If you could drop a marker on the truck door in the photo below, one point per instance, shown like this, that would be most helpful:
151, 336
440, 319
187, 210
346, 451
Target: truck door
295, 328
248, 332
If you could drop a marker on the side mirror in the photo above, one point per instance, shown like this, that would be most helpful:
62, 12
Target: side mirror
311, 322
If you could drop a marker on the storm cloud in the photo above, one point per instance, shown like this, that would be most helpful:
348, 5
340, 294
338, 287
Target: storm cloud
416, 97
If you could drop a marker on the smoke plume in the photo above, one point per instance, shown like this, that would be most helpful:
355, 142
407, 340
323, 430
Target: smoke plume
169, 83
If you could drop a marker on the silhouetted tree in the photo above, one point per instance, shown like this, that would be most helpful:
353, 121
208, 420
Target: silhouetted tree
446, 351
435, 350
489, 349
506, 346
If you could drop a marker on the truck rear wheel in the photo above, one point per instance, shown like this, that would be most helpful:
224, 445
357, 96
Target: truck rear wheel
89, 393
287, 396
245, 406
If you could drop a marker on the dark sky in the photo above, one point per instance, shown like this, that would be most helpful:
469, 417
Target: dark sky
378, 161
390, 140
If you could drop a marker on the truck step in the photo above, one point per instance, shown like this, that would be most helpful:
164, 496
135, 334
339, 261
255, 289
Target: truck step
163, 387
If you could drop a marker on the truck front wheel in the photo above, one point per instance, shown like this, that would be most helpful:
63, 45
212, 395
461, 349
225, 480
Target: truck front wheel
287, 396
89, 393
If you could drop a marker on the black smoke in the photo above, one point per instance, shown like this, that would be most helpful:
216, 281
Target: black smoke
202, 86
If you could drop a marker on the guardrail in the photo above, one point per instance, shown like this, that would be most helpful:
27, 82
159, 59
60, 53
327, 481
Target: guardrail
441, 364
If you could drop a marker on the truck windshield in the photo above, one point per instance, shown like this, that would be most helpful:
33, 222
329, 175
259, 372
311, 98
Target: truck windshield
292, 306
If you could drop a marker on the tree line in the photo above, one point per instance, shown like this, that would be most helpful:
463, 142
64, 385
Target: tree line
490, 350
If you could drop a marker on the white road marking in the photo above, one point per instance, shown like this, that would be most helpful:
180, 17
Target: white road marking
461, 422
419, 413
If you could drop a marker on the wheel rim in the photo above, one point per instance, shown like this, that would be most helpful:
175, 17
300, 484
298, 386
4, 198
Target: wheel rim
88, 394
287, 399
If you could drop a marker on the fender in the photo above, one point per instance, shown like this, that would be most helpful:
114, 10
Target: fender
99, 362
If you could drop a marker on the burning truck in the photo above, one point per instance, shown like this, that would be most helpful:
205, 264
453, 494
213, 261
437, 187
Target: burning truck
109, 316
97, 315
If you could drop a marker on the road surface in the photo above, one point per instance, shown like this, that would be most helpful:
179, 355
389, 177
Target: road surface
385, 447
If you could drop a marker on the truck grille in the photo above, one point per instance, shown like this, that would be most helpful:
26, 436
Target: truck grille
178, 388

== == ==

[PROBLEM] Each entry above needs to be output exactly.

[ANSWER TO THIS PROBLEM]
If you could drop a marker on the truck door in the photo below, one point per instance, shown like this, that would be most helpful:
151, 336
440, 319
187, 210
346, 451
Target: truck door
295, 328
248, 332
If you could drop a marker on the side mirror in the photo above, one point per instance, shown like this, that would be most helpful:
62, 12
Target: side mirror
311, 322
If you could drop a marker on the storm cloud in the photo above, one point per instance, shown like this, that would be most helpful:
348, 5
340, 294
338, 287
Target: storm cloud
416, 97
If you could drop a marker on the smoke plume in the photo above, one point per instance, shown like this, that would be most helpful:
355, 142
407, 340
323, 430
Target: smoke plume
169, 83
If you could drop a marker on the silhouetted tree in the photo above, one point per instance, shown like this, that would be most helpful:
353, 121
208, 420
Target: silhouetted tree
446, 351
435, 350
489, 349
506, 346
If you could drop a marker on the truck rear wheel in the photo above, one point per instance, shown like this, that would be most helpful:
224, 445
357, 96
Target: truck rear wheel
89, 393
287, 396
245, 406
If you could drop a marker on the dark sky in the photo above, one point per instance, shown like this, that would be most helpful:
469, 417
Target: dark sky
378, 161
390, 140
If you could drop a marker on the truck step in the photo above, one point per instance, shown like this, that would be most helpful:
164, 496
135, 334
339, 261
255, 289
Target: truck step
163, 387
If you could drop a marker on the truck front wheel in the photo above, one point per instance, shown like this, that would be most helpful:
63, 45
212, 395
461, 349
225, 480
Target: truck front wheel
287, 396
89, 393
If you could drop a marker on the black smoke in the photo above, one point per instance, shown like this, that would be most helpful:
216, 281
Target: black smoke
202, 86
If you could drop a marker on the guardrail in the photo above, one point per instance, shown like this, that would be most helpful:
27, 82
159, 59
60, 53
327, 481
Target: guardrail
441, 364
If you could drop a marker on the truck windshield in the photo above, one point per instance, shown like this, that would be most helpful:
33, 222
329, 175
259, 372
311, 98
Target: truck windshield
292, 306
If you could drop a marker on the tree line in the photo above, one point per instance, shown like this, that would be most helpful:
463, 142
64, 385
Target: tree line
490, 350
If you could drop a marker on the white road marking in the photo above, one point per instance, shown like this, that would be most helpful:
180, 17
Target: white road marking
461, 422
419, 413
If you could drop a marker on the wheel rim in the photo above, one point per instance, shown like this, that would be most helpful:
175, 17
300, 484
298, 386
4, 198
Target: wheel rim
88, 394
287, 399
If you could drop a marker on the fender in the photo above, one point per instance, shown like this, that would be most helpful:
114, 10
Target: fender
99, 362
If you could drop a marker on the burning truck in the photo above, one point per instance, shown like this, that would be most helpful:
205, 264
453, 494
213, 261
437, 187
Target: burning truck
109, 316
97, 315
If you could drop a marker on the road surface in the photo above, one point per instance, shown like this, that would be most helpful:
179, 355
389, 177
Target: road surface
385, 447
If you could drop a marker on the truck grille in the photo above, one point per instance, shown like this, that would be most helpful:
26, 436
Target: truck grille
178, 388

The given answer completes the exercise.